* **Source excerpt**
Apprenticeship Community

Ask-Me-Anything with Alex Harms

May 26, 2015 6:00PM PDT to 7:00PM PDT

Alex Harms had some real talk with the community about vulnerability, making time for what’s important and recovering from a blow to one’s confidence.

Alex Harms helps geeks (re)learn empathy, helps teams communicate, coaches mindfulness techniques, and occasionally writes a little code. They’re based in Columbus, Ohio, with bits of their heart residing in the Pacific Northwest, Detroit, Denver, and Europe, among other places.

The full AMA follows, edited for clarity, grammar and style.

kmanion: What are you excited about right now?

Sex. Sorry. I just hate how nobody ever admits that.

Anyway, there are other things. JoyConf, even though it’s hard to find energy to make it happen.

And getting more meditation and empathy class offerings up at maitria.com.

And … the next work project, which I don’t know yet. But it will be awesome. Egads, and I have two talks coming up, which is a combination of nervous and excited. Emotional rollercoaster, yo.

version2beta: We have our internship program coming up, and today we discussed the idea of daily training or self-learning support. I suggested that tests are a solid way to learn a (programming) language, almost like Little Schemer, but more test-y. Have you done this / seen it done / have an opinion on learning a language or framework by writing tests?

I enjoy learning that way. I’ve heard some folks say it doesn’t make sense to test when you’re learning. But that doesn’t make much sense to me. Zee, want to weigh in?

Zee: I think that testing is a way to add clarity of thought around the problem you’re working on solving.

When I teach testing to novices, I focus on testing pure functions and/or testing features. And I avoid fancy pants testing frameworks

Alex: When learning, I often write fun tests about the language itself. Especially if there’s no repl.

Zee: That require you to spend your first few weeks how to “phrase things just so” in order to get the tests to pass.

Alex: Frameworks are teh sad.

Zee: If it’s good enough for Kent Beck, it’s good enough for me.

version2beta: Zee, I agree on testing frameworks. Alex, That’s exactly what I’m thinking too. And I’m doing it on a side project now too, starting with tests to demonstrate I understand the framework (werkzeug in that case).

Alex: Actually, kmanion, I am excited about the gender AMA at Self Conference next week. Even though it could get rough.

Feels like it could also be a Very Good Thing.

* **Task list**
**A)** Please edit the stretch of the AMA transcript from "kmanion: What are" through "Emotional rollercoaster, yo.", changing "JoyConf" to "the conference".
**B)** Answer these questions from the AMA transcript, one answer per line:
(i) In what city is Alex Harms based?
(ii) At which website does Alex want more meditation and empathy class offerings?
(iii) What framework is version2beta learning through tests on a side project?
**C)** Decide whether each statement agrees with the AMA transcript, answering yes or no and quoting the words that settle it:
(i) The AMA was held on May 26, 2015.
(ii) Zee relies on fancy testing frameworks when teaching novices.
(iii) Alex has two talks coming up.
The material after this point is separate from the AMA transcript.

* **Material shown**
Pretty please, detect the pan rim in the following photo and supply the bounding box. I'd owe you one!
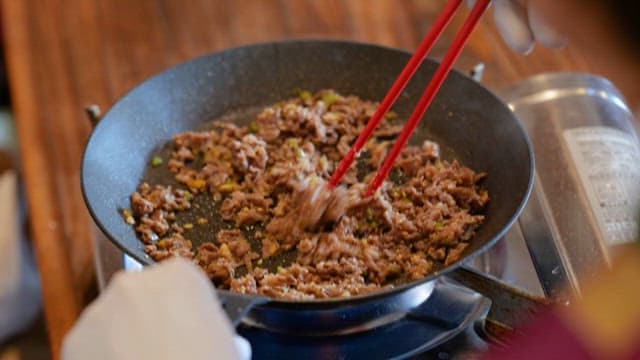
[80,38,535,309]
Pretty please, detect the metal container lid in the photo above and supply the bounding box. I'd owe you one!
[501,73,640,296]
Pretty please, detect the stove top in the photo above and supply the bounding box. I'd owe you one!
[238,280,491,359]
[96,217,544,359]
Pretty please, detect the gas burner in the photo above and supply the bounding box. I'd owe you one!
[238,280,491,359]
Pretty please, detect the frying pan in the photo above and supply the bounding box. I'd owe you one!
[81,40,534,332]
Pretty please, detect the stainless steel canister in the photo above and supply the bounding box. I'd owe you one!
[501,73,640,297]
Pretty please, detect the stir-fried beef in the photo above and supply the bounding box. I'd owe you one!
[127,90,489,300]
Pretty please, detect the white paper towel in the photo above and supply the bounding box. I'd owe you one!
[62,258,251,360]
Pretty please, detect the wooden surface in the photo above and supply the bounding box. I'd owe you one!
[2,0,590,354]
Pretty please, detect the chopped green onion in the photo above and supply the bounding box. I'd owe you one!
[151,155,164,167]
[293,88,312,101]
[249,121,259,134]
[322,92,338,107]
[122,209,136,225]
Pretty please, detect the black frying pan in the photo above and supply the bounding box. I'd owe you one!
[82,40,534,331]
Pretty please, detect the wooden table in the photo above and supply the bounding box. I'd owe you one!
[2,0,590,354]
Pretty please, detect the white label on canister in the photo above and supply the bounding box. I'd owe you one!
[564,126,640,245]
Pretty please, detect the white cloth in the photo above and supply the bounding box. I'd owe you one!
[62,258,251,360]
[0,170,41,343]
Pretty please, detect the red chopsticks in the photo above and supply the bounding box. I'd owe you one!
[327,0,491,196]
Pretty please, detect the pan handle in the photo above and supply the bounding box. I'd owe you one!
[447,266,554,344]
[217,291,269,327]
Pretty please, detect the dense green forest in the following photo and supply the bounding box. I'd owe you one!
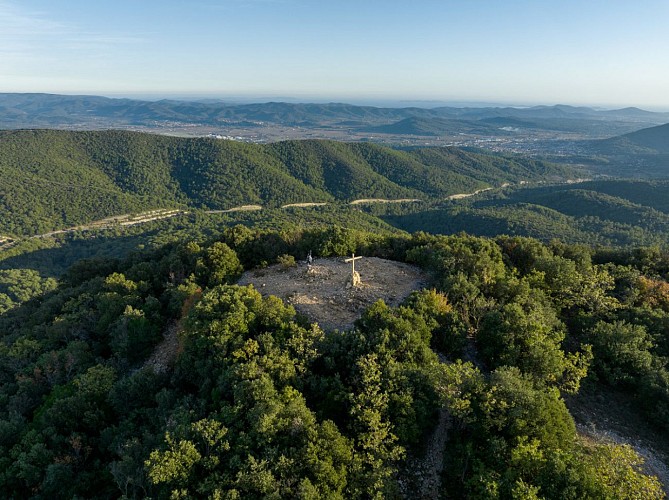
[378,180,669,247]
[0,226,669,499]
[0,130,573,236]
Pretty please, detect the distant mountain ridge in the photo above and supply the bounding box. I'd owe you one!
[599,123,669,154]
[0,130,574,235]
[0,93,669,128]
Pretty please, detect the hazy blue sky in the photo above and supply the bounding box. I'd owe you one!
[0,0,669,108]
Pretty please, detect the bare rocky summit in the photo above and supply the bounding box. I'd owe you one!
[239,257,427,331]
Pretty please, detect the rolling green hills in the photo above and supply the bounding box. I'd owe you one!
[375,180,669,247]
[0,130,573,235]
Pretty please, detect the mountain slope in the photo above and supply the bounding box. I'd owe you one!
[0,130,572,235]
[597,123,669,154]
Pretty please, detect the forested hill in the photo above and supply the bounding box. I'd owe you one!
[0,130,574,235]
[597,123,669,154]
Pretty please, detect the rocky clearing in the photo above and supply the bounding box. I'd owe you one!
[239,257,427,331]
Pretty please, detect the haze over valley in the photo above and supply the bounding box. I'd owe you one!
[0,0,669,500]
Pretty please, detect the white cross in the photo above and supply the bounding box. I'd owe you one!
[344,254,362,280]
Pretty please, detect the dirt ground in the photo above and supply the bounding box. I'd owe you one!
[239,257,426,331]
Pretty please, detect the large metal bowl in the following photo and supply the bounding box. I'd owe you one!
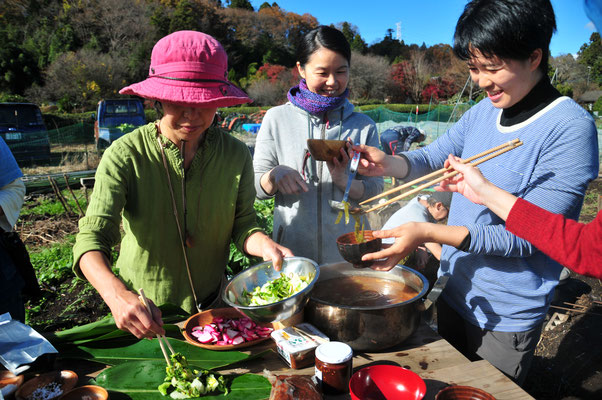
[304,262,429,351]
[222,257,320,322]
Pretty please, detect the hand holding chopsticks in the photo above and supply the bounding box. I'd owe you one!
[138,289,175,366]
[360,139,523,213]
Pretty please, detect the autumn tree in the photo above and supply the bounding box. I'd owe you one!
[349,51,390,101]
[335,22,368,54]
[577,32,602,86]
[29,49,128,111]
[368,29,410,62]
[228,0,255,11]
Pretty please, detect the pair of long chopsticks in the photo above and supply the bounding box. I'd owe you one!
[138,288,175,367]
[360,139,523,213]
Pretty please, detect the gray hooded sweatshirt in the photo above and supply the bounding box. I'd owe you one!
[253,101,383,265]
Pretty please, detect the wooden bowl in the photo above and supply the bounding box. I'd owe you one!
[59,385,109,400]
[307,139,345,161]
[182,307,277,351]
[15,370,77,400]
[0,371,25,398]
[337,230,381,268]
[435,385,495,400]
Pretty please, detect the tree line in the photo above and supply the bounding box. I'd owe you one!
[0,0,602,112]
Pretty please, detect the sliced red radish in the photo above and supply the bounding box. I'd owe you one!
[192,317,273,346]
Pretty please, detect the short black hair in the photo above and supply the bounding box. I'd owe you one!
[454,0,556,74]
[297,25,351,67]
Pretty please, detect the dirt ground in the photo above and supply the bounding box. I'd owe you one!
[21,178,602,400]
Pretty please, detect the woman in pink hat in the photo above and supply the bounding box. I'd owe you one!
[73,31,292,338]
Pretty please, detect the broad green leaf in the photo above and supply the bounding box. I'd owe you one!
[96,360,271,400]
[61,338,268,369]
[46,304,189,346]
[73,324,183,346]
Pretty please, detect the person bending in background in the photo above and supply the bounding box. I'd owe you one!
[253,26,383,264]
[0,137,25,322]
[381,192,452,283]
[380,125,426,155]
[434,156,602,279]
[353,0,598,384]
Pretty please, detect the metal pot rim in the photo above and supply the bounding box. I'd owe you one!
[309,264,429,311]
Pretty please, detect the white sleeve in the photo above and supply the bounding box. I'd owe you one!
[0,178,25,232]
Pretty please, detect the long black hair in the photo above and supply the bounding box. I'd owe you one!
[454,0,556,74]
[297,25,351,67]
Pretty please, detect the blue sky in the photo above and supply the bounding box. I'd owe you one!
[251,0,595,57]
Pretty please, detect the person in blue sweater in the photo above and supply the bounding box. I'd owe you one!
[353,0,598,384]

* **Responses in order**
**A)**
kmanion: What are you excited about right now?

Sex. Sorry. I just hate how nobody ever admits that.

Anyway, there are other things. the conference, even though it’s hard to find energy to make it happen.

And getting more meditation and empathy class offerings up at maitria.com.

And … the next work project, which I don’t know yet. But it will be awesome. Egads, and I have two talks coming up, which is a combination of nervous and excited. Emotional rollercoaster, yo.

**B)**
(i) Columbus, Ohio
(ii) maitria.com
(iii) werkzeug

**C)**
(i) Yes: "May 26, 2015 6:00PM PDT to 7:00PM PDT"
(ii) No: "And I avoid fancy pants testing frameworks"
(iii) Yes: "I have two talks coming up"